-- Start --

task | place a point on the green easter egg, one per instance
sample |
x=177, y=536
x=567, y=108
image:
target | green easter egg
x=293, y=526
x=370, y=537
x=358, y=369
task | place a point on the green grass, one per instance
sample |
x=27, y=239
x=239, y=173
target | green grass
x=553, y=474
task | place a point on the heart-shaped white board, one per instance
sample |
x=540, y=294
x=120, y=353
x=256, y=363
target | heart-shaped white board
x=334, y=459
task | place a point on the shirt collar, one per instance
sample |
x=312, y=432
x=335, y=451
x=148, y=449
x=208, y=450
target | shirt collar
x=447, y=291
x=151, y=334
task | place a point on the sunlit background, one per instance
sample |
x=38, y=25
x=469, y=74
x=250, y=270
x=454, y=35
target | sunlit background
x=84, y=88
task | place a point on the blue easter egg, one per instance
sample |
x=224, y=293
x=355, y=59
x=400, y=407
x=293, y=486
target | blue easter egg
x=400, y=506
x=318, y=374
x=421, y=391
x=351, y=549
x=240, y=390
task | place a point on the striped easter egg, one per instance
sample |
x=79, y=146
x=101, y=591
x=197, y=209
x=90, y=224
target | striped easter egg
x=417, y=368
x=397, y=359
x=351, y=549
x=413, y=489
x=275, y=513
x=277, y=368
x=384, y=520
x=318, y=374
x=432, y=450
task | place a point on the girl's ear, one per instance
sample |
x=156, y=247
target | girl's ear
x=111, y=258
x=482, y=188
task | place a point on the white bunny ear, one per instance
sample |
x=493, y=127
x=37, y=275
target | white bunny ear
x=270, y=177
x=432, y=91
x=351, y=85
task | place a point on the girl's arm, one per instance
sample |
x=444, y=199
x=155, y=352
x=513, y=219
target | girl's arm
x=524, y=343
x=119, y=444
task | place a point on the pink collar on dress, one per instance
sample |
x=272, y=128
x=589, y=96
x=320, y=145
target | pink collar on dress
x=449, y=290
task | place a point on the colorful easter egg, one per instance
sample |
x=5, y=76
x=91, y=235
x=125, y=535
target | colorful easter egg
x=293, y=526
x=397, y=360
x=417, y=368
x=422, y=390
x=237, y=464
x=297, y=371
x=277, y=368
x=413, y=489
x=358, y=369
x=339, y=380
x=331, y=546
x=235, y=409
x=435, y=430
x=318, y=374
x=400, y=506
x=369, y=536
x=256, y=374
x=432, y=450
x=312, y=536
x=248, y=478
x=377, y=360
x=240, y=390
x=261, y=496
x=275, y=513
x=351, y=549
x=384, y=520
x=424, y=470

-- End --

Rescale the items from the line that has "task | place a point on the sunlit" through the line that has "x=449, y=290", both included, and write every line again with the requests and their sample points unchanged. Multiply each answer coordinate by 1.6 and round it to a whole number, rounding halves up.

task | place a point on the sunlit background, one per instance
sample |
x=38, y=25
x=469, y=74
x=250, y=270
x=454, y=35
target | sunlit background
x=134, y=141
task | place a point on the blue easter egg, one per instance
sample |
x=224, y=293
x=355, y=59
x=400, y=407
x=293, y=486
target | blue easter egg
x=640, y=810
x=509, y=598
x=674, y=626
x=562, y=878
x=384, y=624
task | place a point on the striped easter egg, one per instance
sample |
x=79, y=146
x=101, y=591
x=197, y=209
x=90, y=224
target | striped easter egg
x=667, y=589
x=635, y=574
x=562, y=878
x=661, y=782
x=440, y=821
x=443, y=589
x=614, y=832
x=509, y=598
x=691, y=720
task | place a point on the girl's ear, one per instance
sample |
x=156, y=247
target | girl's ear
x=178, y=413
x=771, y=301
task | place a point on the white bunny ear, one per instance
sample |
x=493, y=127
x=37, y=275
target | white bunny ear
x=432, y=283
x=691, y=146
x=562, y=136
task | place a point on the girl's arm, one per instance
sample |
x=444, y=199
x=155, y=352
x=513, y=219
target | girl's arm
x=838, y=549
x=190, y=710
task | place a point on the pink collar on dress, one per instance
sample |
x=272, y=128
x=589, y=96
x=320, y=145
target | pink collar on dress
x=718, y=464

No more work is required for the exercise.